# GIVEN TASK A:
Translate the sentence "Ricklefs was born in Fort Dodge, Iowa, on 17 July 1943 and died on 29 December 2019, aged 76." from the M. C. Ricklefs biography into Spanish.

- Born: 17 July 1943 Fort Dodge, Iowa, United States
- Died: 29 December 2019 (aged 76) Melbourne, Australia
- Occupation: Historian
- Awards: Member of the Order of Australia; Fellow of the Australian Academy of the Humanities; Centenary Medal;

Academic background
- Alma mater: Cornell University; Monash University;
- Thesis: Jogjakarta under Sultan Mangkubumi (1749-1792) (1973)
- Doctoral advisor: O. W. Wolters

Academic work
- Institutions: School of Oriental and African Studies; All Souls College; Monash University; Australian National University; University of Melbourne; National University of Singapore;
- Main interests: Indonesian history
- Notable works: A History of Modern Indonesia, ca. 1300 to the Present

= M. C. Ricklefs =

Australian historian

Merle Calvin Ricklefs (17 July 1943 – 29 December 2019) was an American-born Australian scholar of the history and current affairs of Indonesia.

Ricklefs was born in Fort Dodge, Iowa, on 17 July 1943 and died on 29 December 2019, aged 76.

# DATA FOR PROCESSING:
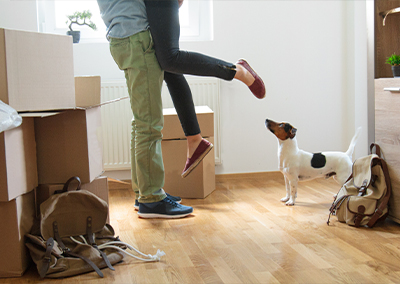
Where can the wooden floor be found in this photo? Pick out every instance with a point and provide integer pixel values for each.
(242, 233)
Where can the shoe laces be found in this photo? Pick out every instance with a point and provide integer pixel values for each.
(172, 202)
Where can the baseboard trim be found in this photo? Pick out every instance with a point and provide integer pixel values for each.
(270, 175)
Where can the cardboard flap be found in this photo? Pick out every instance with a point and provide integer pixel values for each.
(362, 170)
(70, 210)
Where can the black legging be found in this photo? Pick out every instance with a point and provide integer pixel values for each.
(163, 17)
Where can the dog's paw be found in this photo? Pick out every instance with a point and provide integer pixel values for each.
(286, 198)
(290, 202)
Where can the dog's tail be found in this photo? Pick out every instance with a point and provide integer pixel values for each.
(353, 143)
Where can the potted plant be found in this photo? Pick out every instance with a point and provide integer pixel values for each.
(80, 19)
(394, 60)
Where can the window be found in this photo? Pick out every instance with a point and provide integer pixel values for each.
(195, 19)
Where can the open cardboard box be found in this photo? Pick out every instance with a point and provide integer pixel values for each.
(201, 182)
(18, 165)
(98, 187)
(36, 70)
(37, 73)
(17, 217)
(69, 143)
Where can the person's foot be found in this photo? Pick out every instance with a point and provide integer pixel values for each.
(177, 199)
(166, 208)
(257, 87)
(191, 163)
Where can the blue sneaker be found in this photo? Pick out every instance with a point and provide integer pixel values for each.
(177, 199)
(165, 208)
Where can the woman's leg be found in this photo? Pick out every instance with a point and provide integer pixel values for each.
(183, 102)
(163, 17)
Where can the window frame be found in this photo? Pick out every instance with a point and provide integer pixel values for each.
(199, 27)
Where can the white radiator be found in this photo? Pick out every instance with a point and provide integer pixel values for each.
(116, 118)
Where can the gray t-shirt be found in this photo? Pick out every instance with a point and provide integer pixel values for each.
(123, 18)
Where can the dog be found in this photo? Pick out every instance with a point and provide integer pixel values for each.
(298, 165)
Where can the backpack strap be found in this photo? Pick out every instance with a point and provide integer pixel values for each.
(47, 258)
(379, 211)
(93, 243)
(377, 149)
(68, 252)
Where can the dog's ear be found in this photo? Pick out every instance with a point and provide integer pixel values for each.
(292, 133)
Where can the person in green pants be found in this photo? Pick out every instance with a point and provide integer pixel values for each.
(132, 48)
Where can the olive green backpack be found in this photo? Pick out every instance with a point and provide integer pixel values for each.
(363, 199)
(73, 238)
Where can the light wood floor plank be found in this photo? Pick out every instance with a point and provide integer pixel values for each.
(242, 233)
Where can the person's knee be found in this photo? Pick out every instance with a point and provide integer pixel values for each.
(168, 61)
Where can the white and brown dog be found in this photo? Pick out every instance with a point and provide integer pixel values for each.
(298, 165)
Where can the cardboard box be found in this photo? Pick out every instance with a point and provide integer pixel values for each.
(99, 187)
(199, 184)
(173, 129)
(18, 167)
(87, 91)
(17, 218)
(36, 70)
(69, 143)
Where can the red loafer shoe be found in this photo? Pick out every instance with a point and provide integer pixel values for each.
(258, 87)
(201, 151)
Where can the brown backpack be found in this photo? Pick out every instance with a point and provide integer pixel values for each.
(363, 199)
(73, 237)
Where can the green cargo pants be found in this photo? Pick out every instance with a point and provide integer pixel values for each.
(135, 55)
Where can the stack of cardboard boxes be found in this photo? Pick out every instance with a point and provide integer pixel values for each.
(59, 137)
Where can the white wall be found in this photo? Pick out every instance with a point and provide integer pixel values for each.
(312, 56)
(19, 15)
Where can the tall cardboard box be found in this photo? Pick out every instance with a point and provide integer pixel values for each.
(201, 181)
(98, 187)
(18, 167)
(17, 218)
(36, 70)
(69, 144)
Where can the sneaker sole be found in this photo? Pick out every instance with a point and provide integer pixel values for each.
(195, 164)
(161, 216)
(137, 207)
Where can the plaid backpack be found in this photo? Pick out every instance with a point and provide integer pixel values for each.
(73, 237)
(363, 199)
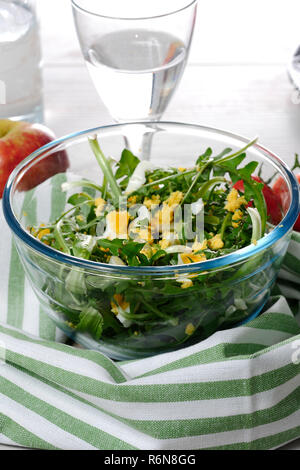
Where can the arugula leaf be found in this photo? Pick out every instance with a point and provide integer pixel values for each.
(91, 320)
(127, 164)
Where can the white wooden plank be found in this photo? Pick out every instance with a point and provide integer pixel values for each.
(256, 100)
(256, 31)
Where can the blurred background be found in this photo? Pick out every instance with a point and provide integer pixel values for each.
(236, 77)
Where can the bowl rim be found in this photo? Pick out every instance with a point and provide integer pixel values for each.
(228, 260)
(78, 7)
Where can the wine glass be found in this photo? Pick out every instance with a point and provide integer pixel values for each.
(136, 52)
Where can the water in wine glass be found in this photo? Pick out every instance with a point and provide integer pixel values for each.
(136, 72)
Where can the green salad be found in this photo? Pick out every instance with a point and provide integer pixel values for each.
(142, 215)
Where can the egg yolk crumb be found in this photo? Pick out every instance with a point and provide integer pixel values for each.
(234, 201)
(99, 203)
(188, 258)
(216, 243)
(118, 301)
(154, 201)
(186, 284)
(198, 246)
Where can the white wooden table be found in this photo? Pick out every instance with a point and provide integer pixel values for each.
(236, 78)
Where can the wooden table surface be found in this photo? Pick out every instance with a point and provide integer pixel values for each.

---

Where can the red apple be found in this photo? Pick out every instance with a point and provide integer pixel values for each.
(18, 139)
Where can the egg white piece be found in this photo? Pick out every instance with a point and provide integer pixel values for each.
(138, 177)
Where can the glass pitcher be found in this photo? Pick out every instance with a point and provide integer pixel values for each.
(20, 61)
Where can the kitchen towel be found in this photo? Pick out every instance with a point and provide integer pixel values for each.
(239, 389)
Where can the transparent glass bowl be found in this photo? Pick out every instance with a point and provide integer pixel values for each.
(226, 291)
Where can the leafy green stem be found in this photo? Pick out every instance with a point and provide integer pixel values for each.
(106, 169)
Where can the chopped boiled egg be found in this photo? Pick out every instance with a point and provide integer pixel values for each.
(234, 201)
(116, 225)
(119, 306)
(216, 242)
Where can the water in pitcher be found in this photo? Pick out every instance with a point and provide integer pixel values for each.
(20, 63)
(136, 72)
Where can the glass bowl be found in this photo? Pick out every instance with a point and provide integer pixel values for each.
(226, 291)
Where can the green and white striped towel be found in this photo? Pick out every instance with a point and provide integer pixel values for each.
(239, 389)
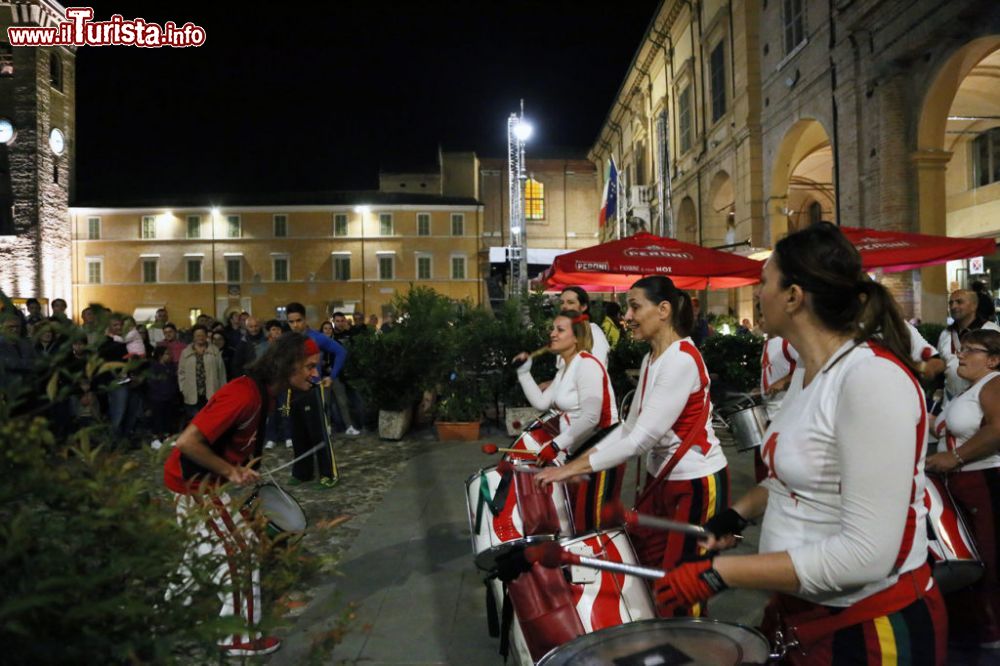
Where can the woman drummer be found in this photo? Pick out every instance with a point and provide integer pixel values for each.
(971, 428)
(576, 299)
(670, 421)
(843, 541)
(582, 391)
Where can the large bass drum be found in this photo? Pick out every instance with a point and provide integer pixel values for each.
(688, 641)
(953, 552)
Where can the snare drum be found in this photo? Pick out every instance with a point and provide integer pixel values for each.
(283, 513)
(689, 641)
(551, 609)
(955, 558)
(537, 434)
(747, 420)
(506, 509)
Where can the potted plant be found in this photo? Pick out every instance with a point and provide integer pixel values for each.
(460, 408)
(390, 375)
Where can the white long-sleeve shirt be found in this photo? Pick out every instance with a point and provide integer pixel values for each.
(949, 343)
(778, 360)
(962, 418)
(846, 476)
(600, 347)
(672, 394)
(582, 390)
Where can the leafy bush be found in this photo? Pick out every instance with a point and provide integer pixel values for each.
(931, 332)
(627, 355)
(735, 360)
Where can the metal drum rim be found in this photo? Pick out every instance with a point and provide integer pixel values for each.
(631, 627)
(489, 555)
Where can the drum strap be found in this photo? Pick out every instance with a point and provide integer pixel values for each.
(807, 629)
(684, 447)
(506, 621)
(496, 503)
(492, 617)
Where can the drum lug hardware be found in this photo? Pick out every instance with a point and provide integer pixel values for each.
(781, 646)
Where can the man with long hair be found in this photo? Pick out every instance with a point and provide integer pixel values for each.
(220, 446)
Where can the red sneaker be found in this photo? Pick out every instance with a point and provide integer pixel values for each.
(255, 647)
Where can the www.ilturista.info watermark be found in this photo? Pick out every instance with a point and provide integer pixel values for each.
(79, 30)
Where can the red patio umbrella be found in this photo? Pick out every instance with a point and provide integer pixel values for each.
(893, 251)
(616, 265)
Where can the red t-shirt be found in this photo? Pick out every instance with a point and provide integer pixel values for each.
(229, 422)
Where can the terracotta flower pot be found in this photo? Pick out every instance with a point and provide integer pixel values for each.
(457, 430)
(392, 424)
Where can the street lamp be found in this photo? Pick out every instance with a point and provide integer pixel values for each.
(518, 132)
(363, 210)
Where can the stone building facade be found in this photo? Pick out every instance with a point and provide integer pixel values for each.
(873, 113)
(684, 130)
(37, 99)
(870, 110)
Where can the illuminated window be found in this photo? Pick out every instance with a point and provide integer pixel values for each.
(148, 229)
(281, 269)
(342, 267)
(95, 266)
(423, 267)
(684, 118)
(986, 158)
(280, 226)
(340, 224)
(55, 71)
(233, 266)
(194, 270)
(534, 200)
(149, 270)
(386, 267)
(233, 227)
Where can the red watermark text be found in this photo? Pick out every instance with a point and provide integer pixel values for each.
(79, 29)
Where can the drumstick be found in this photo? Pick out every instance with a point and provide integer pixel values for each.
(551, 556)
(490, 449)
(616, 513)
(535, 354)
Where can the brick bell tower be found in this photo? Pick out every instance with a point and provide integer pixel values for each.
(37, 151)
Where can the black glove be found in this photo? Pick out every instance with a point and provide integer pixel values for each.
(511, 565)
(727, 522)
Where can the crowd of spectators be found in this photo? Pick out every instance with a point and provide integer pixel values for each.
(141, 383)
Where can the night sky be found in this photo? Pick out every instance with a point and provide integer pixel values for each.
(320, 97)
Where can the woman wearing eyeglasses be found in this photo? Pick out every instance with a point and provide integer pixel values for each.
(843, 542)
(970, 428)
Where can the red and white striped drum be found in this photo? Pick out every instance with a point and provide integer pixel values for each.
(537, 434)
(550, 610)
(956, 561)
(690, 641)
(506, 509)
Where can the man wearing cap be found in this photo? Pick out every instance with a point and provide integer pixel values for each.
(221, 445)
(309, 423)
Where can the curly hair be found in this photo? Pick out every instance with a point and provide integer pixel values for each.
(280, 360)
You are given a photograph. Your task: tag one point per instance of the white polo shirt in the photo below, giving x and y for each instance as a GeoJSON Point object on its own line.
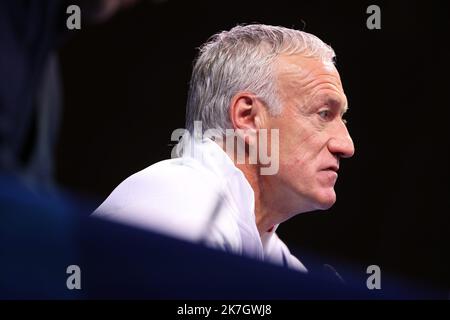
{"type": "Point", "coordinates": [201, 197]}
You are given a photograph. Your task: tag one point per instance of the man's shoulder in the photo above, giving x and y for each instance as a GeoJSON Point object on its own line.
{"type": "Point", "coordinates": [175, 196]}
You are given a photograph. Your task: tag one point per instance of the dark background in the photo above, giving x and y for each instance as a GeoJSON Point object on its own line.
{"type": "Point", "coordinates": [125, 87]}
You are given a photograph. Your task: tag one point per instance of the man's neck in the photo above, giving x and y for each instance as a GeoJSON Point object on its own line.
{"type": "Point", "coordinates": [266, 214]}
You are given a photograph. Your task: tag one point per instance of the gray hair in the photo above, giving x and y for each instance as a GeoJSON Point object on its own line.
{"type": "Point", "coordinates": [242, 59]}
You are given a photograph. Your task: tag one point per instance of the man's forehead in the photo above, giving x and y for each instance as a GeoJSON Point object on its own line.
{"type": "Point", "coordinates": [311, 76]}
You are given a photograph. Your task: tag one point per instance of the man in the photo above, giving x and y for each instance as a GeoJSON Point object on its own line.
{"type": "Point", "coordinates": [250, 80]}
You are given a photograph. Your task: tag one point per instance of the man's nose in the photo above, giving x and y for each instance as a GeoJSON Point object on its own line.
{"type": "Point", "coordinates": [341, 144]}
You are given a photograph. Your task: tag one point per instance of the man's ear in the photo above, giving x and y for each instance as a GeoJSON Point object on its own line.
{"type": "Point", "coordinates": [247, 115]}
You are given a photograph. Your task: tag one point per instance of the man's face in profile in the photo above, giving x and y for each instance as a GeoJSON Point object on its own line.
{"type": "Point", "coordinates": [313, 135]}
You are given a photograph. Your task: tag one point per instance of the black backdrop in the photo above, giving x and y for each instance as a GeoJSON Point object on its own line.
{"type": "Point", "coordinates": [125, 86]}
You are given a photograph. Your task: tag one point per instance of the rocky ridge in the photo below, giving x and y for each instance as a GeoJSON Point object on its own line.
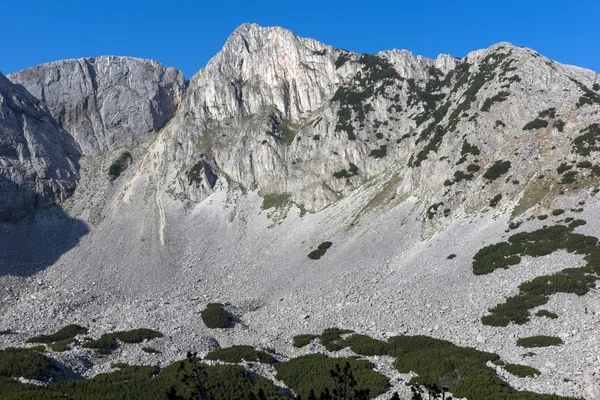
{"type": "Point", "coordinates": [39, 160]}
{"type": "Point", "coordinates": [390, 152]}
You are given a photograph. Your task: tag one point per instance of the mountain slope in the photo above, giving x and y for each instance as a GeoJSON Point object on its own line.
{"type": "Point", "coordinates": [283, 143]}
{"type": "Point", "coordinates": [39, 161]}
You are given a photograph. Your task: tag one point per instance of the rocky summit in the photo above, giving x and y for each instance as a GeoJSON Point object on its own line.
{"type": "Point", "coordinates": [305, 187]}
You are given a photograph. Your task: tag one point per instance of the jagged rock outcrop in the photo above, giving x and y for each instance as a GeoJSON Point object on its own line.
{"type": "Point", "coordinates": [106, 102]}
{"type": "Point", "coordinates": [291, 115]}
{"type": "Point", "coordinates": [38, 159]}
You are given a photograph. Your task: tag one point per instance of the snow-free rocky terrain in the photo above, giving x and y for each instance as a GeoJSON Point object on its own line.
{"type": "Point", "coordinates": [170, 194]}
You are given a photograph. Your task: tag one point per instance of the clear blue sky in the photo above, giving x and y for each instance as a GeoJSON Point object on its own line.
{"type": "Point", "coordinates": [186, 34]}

* * *

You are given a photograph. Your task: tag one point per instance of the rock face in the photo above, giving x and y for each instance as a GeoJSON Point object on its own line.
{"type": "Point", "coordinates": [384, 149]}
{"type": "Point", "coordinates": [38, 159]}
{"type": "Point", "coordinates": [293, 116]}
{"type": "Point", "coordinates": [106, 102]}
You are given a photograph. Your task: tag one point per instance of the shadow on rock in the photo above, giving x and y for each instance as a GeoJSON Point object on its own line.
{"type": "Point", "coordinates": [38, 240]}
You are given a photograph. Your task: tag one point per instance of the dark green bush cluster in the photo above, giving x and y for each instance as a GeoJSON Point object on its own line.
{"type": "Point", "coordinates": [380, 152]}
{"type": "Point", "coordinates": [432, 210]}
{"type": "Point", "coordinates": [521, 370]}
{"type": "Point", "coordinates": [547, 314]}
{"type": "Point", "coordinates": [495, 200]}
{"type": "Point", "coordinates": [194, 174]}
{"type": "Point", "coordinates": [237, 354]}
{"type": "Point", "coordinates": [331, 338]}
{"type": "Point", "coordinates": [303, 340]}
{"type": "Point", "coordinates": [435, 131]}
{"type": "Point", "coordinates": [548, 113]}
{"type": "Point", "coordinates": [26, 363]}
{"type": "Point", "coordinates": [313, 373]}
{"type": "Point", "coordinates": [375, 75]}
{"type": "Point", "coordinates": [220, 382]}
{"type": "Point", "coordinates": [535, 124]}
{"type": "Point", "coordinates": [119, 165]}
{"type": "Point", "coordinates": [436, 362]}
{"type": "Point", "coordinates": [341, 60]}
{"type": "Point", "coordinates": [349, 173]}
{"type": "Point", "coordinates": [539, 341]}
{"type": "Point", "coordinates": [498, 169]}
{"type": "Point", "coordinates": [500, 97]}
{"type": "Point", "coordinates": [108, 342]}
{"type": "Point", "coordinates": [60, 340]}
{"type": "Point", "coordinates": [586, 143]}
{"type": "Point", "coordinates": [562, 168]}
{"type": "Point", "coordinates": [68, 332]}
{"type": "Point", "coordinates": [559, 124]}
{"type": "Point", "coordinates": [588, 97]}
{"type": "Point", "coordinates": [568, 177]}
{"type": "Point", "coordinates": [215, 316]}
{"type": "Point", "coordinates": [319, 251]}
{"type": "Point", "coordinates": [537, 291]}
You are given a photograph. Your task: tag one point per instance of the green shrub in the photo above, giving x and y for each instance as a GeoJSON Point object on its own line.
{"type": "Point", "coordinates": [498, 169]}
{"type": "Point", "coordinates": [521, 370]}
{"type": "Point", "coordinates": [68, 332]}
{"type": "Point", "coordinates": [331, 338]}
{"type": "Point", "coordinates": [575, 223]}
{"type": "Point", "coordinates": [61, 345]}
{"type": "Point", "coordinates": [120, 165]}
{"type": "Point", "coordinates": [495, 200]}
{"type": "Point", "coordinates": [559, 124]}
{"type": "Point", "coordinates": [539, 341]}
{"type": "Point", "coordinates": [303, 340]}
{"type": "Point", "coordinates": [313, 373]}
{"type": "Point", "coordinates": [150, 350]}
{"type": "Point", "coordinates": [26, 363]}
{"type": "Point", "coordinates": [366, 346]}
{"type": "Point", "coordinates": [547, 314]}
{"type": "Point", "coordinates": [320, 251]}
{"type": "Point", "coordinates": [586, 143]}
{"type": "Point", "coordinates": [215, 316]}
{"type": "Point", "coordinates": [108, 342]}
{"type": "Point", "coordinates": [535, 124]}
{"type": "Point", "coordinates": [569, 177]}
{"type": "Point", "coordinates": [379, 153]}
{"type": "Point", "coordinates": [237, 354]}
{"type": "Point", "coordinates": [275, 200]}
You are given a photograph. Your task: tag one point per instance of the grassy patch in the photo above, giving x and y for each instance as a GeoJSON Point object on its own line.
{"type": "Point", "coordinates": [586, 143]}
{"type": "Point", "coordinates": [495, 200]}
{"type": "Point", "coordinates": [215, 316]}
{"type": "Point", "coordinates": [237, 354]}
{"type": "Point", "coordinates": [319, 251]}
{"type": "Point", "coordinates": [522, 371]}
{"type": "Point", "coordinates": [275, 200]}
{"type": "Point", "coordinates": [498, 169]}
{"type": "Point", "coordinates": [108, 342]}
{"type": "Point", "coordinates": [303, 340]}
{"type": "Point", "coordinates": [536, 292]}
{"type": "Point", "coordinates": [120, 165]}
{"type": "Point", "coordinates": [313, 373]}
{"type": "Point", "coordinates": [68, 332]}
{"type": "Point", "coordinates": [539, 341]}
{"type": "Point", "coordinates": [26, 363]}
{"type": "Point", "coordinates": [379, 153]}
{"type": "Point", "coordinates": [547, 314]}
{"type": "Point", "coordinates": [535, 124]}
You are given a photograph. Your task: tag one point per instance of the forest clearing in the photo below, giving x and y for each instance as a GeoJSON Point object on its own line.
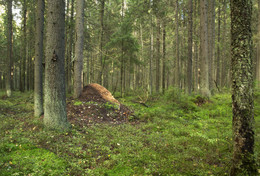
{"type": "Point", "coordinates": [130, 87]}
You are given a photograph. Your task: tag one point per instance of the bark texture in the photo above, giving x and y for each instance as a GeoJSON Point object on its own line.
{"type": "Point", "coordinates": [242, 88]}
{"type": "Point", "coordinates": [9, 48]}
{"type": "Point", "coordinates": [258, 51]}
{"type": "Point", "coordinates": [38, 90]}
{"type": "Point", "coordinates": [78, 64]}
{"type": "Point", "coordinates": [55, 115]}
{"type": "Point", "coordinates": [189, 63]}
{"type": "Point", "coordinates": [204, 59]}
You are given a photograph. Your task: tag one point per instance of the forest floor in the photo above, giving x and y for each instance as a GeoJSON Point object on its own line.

# GIVEN TASK B:
Filter the rows above down to the ones containing the word "leafy", and copy each of those in full.

# RESULT A:
Ricklefs nació en Fort Dodge, Iowa, el 17 de julio de 1943 y murió el 29 de diciembre de 2019, a los 76 años.

# RESULT B:
Where can the leafy green stem be found in this photo? Pick out every instance with a point and provide integer pixel values for each.
Where can the leafy bush be found in this photo? Pick out every instance with a point and provide integer pixel values for each.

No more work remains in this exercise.